YOUR OBJECTIVE →
Rewrite all of the data below, substituting "prompt" for every "query" and keeping everything else unchanged. Leave the pictures out of your answer.

* * * * *

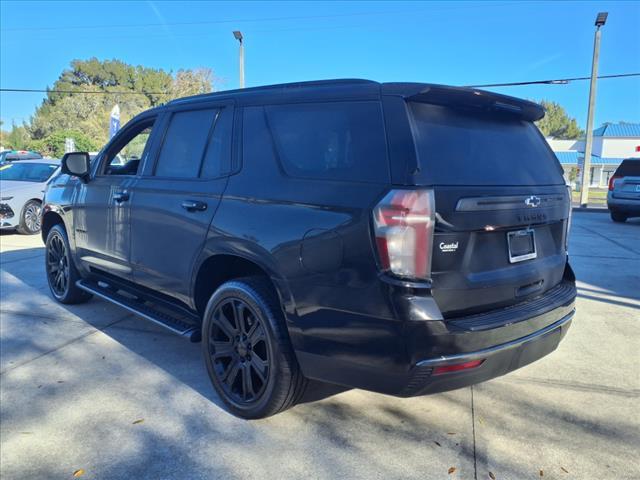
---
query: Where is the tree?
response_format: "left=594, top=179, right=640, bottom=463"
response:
left=536, top=100, right=584, bottom=140
left=27, top=58, right=214, bottom=145
left=29, top=130, right=97, bottom=158
left=2, top=123, right=31, bottom=150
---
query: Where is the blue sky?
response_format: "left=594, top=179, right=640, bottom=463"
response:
left=0, top=1, right=640, bottom=128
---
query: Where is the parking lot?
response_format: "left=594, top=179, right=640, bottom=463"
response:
left=0, top=212, right=640, bottom=479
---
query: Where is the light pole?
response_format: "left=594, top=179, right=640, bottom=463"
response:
left=233, top=30, right=244, bottom=88
left=580, top=12, right=609, bottom=207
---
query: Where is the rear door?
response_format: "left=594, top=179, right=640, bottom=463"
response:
left=613, top=159, right=640, bottom=201
left=131, top=103, right=233, bottom=304
left=408, top=102, right=569, bottom=316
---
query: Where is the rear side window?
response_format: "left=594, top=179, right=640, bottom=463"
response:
left=409, top=102, right=565, bottom=185
left=265, top=102, right=389, bottom=182
left=614, top=159, right=640, bottom=177
left=155, top=110, right=218, bottom=178
left=200, top=108, right=233, bottom=178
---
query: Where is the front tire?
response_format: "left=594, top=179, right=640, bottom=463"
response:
left=16, top=200, right=42, bottom=235
left=44, top=225, right=92, bottom=304
left=611, top=210, right=627, bottom=223
left=202, top=277, right=307, bottom=419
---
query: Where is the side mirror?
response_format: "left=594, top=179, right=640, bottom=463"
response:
left=60, top=152, right=91, bottom=182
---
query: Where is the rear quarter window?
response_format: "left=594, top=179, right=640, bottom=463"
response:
left=409, top=102, right=565, bottom=186
left=265, top=102, right=389, bottom=183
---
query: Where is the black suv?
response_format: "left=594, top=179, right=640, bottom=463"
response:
left=42, top=80, right=576, bottom=418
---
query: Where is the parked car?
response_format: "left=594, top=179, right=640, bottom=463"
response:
left=0, top=159, right=60, bottom=235
left=607, top=158, right=640, bottom=222
left=0, top=150, right=42, bottom=163
left=42, top=80, right=576, bottom=418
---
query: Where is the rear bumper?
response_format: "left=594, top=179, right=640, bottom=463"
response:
left=296, top=276, right=576, bottom=397
left=401, top=310, right=575, bottom=396
left=607, top=192, right=640, bottom=215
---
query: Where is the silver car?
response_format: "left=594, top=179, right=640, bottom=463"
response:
left=0, top=158, right=60, bottom=235
left=607, top=158, right=640, bottom=222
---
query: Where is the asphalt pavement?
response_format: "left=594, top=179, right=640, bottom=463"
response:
left=0, top=212, right=640, bottom=480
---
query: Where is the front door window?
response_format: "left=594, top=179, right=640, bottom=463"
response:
left=103, top=122, right=153, bottom=175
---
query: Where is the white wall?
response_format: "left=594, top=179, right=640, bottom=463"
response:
left=546, top=137, right=578, bottom=152
left=600, top=137, right=640, bottom=158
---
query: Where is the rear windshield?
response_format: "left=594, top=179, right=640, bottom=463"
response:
left=0, top=163, right=58, bottom=183
left=409, top=103, right=565, bottom=185
left=266, top=102, right=389, bottom=182
left=614, top=159, right=640, bottom=177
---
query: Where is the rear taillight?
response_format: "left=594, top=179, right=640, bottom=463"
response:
left=609, top=175, right=620, bottom=192
left=432, top=359, right=484, bottom=375
left=373, top=190, right=435, bottom=280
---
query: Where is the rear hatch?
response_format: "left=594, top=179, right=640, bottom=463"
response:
left=398, top=91, right=570, bottom=318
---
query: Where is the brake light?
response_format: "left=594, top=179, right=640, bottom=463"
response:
left=609, top=175, right=621, bottom=191
left=432, top=360, right=484, bottom=375
left=373, top=190, right=435, bottom=280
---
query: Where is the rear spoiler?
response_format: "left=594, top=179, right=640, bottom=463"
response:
left=382, top=83, right=544, bottom=122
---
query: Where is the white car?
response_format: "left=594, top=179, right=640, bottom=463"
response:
left=0, top=158, right=60, bottom=235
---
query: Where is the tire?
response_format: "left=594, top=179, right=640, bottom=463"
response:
left=202, top=277, right=308, bottom=419
left=16, top=200, right=42, bottom=235
left=611, top=210, right=627, bottom=223
left=44, top=224, right=93, bottom=304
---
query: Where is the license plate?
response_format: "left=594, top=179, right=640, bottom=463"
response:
left=507, top=228, right=538, bottom=263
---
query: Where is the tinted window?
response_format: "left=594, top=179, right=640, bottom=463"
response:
left=614, top=160, right=640, bottom=177
left=103, top=119, right=154, bottom=175
left=265, top=102, right=389, bottom=182
left=0, top=163, right=58, bottom=183
left=409, top=103, right=564, bottom=185
left=155, top=110, right=217, bottom=178
left=200, top=108, right=233, bottom=178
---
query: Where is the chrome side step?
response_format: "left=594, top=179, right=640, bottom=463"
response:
left=76, top=280, right=201, bottom=342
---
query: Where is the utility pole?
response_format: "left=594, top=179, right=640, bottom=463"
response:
left=580, top=12, right=609, bottom=207
left=233, top=30, right=244, bottom=88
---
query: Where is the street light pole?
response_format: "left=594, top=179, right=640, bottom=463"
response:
left=233, top=30, right=244, bottom=88
left=580, top=12, right=608, bottom=207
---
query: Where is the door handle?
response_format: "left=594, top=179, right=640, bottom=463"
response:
left=182, top=200, right=207, bottom=212
left=113, top=190, right=129, bottom=203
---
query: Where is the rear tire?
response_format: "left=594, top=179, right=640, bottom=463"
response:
left=202, top=277, right=308, bottom=419
left=44, top=224, right=93, bottom=304
left=16, top=200, right=42, bottom=235
left=611, top=211, right=627, bottom=223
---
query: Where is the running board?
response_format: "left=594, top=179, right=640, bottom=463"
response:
left=76, top=280, right=201, bottom=342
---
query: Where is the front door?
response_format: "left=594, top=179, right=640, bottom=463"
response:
left=131, top=104, right=233, bottom=304
left=74, top=117, right=155, bottom=280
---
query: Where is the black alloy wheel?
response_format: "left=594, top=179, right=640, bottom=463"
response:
left=202, top=276, right=310, bottom=419
left=18, top=200, right=42, bottom=235
left=46, top=232, right=69, bottom=298
left=209, top=298, right=270, bottom=405
left=44, top=224, right=92, bottom=304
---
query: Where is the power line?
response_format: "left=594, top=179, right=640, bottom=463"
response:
left=2, top=2, right=509, bottom=32
left=465, top=73, right=640, bottom=88
left=0, top=72, right=640, bottom=95
left=0, top=88, right=170, bottom=95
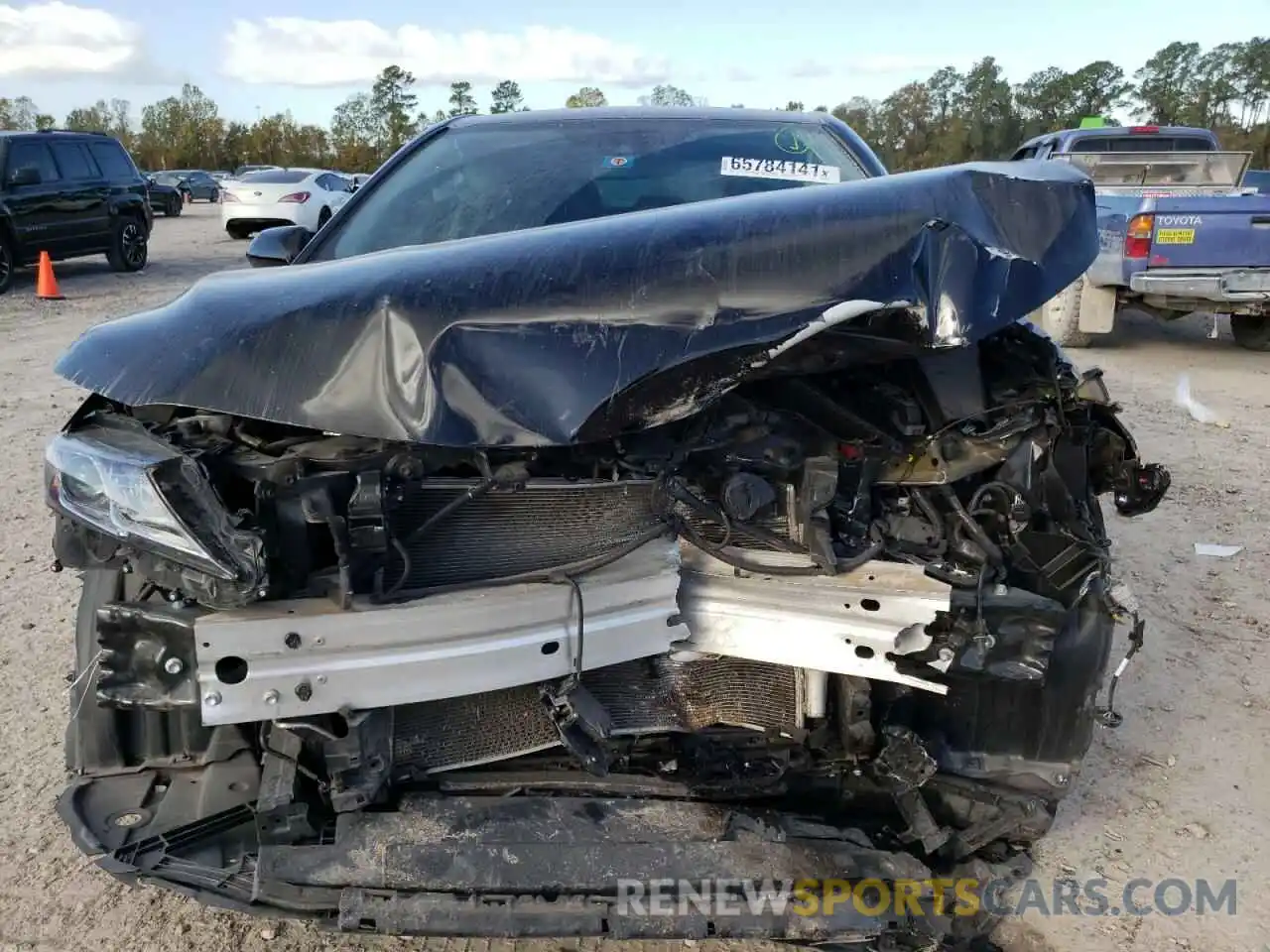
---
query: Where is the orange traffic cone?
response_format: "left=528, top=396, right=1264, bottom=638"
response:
left=36, top=251, right=66, bottom=300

* * * * *

FINAL ANSWER →
---
prompt: Where is the tree?
response_format: "left=594, top=179, right=640, bottom=463"
response:
left=536, top=100, right=584, bottom=140
left=27, top=58, right=214, bottom=145
left=29, top=130, right=97, bottom=158
left=2, top=123, right=31, bottom=150
---
prompt: Where is the blue sky?
response_format: "left=594, top=179, right=640, bottom=463"
response:
left=0, top=1, right=640, bottom=128
---
prompt: Where is the parking lot?
response_format: "left=594, top=179, right=640, bottom=463"
response:
left=0, top=212, right=640, bottom=479
---
prompt: Where is the light pole?
response_format: "left=594, top=179, right=640, bottom=463"
response:
left=233, top=30, right=244, bottom=88
left=580, top=12, right=609, bottom=207
---
prompt: Where is the rear door?
response_format: "left=594, top=179, right=640, bottom=463"
response:
left=613, top=159, right=640, bottom=201
left=131, top=103, right=233, bottom=304
left=408, top=102, right=569, bottom=316
---
prompt: Where is the rear side window?
response_format: "left=594, top=179, right=640, bottom=463"
response:
left=409, top=102, right=565, bottom=185
left=265, top=102, right=389, bottom=182
left=614, top=159, right=640, bottom=177
left=155, top=110, right=218, bottom=178
left=200, top=108, right=233, bottom=178
---
prompt: Where is the front tire?
response_format: "left=594, top=179, right=640, bottom=463"
response:
left=16, top=200, right=42, bottom=235
left=44, top=225, right=92, bottom=304
left=611, top=210, right=627, bottom=223
left=202, top=277, right=307, bottom=419
---
prompt: Where is the side mirror?
response_format: "left=594, top=179, right=640, bottom=463"
response:
left=60, top=152, right=91, bottom=182
---
prompt: Where is the rear quarter window?
response_format: "left=594, top=179, right=640, bottom=463"
response:
left=409, top=102, right=565, bottom=186
left=265, top=102, right=389, bottom=183
---
prompt: Where is the black suv?
response_format: "left=594, top=179, right=640, bottom=463"
response:
left=42, top=80, right=576, bottom=418
---
prompt: Where is the parked car?
response_format: "left=594, top=179, right=640, bottom=463"
response:
left=0, top=159, right=60, bottom=235
left=607, top=158, right=640, bottom=222
left=0, top=150, right=42, bottom=163
left=42, top=80, right=576, bottom=418
---
prompt: Where is the rear bumper?
response_format: "left=594, top=179, right=640, bottom=463"
response:
left=296, top=276, right=576, bottom=397
left=401, top=310, right=575, bottom=396
left=607, top=192, right=640, bottom=215
---
prompt: Where is the silver car?
response_format: "left=594, top=179, right=640, bottom=463"
response:
left=0, top=158, right=60, bottom=235
left=607, top=158, right=640, bottom=222
---
prompt: Where is the asphalt pavement?
response_format: "left=594, top=179, right=640, bottom=463"
response:
left=0, top=212, right=640, bottom=480
---
prompt: Where is the front door window?
response_format: "left=594, top=179, right=640, bottom=463"
response:
left=103, top=122, right=153, bottom=175
---
prompt: Where is the white wall?
response_format: "left=594, top=179, right=640, bottom=463"
response:
left=546, top=137, right=578, bottom=152
left=600, top=137, right=640, bottom=158
---
prompt: Where is the rear windshield?
response_format: "left=594, top=179, right=640, bottom=463"
response:
left=0, top=163, right=58, bottom=183
left=409, top=103, right=565, bottom=185
left=266, top=102, right=389, bottom=182
left=614, top=159, right=640, bottom=177
---
prompt: Where is the rear taillight?
response_format: "left=594, top=179, right=640, bottom=463"
response:
left=609, top=175, right=620, bottom=192
left=432, top=359, right=484, bottom=375
left=373, top=190, right=435, bottom=280
---
prompt: Where is the rear hatch?
response_format: "left=594, top=179, right=640, bottom=463"
response:
left=398, top=91, right=570, bottom=318
---
prompt: Where is the brake light?
response_format: "left=594, top=179, right=640, bottom=463"
response:
left=609, top=175, right=621, bottom=191
left=432, top=360, right=484, bottom=375
left=373, top=190, right=435, bottom=280
---
prompt: Where is the rear spoiler?
response_format: "left=594, top=179, right=640, bottom=463"
response:
left=382, top=83, right=544, bottom=122
---
prompt: Where is the white car?
response_format: "left=594, top=179, right=640, bottom=463"
response:
left=0, top=158, right=60, bottom=235
---
prompt: Where is the tire?
response_format: "left=594, top=179, right=640, bottom=463"
response:
left=202, top=277, right=308, bottom=419
left=16, top=200, right=42, bottom=235
left=611, top=210, right=627, bottom=223
left=44, top=224, right=93, bottom=304
---
prompt: Where is the license plate?
response_format: "left=594, top=179, right=640, bottom=463"
response:
left=507, top=228, right=538, bottom=263
---
prompt: Where is the tinted window?
response_format: "left=594, top=179, right=640, bottom=463"
response:
left=614, top=160, right=640, bottom=177
left=103, top=119, right=154, bottom=175
left=265, top=102, right=389, bottom=182
left=0, top=163, right=58, bottom=183
left=409, top=103, right=564, bottom=185
left=155, top=110, right=217, bottom=178
left=200, top=108, right=233, bottom=178
---
prompt: Where is the chrome side step?
response_format: "left=594, top=179, right=640, bottom=463"
response:
left=76, top=280, right=201, bottom=342
---
prompt: Where is the utility pole?
response_format: "left=594, top=179, right=640, bottom=463"
response:
left=580, top=12, right=609, bottom=207
left=233, top=30, right=244, bottom=88
---
prompt: Where is the street light pole?
response_format: "left=594, top=179, right=640, bottom=463"
response:
left=233, top=30, right=244, bottom=88
left=580, top=12, right=608, bottom=207
---
prompt: Where is the door handle?
response_format: "left=594, top=179, right=640, bottom=463"
response:
left=182, top=200, right=207, bottom=212
left=113, top=190, right=129, bottom=203
---
prompt: Where is the rear tire?
response_format: "left=594, top=179, right=640, bottom=463"
response:
left=202, top=277, right=308, bottom=419
left=44, top=224, right=93, bottom=304
left=16, top=200, right=42, bottom=235
left=611, top=211, right=627, bottom=223
---
prompt: Where is the running board?
response_format: "left=594, top=179, right=640, bottom=463"
response:
left=76, top=280, right=201, bottom=342
---
prompt: Where is the front door?
response_format: "left=594, top=179, right=640, bottom=463"
response:
left=131, top=104, right=233, bottom=304
left=74, top=117, right=155, bottom=280
---
prompt: Where is the black alloy wheel?
response_format: "left=594, top=179, right=640, bottom=463"
response:
left=202, top=276, right=310, bottom=419
left=18, top=200, right=42, bottom=235
left=46, top=232, right=69, bottom=298
left=209, top=298, right=270, bottom=405
left=44, top=224, right=92, bottom=304
---
prompt: Where is the power line?
response_format: "left=594, top=179, right=640, bottom=463"
response:
left=2, top=2, right=509, bottom=32
left=465, top=73, right=640, bottom=88
left=0, top=72, right=640, bottom=95
left=0, top=88, right=170, bottom=95
---
prompt: Where is the orange traffic cone?
response_format: "left=528, top=396, right=1264, bottom=638"
response:
left=36, top=251, right=66, bottom=300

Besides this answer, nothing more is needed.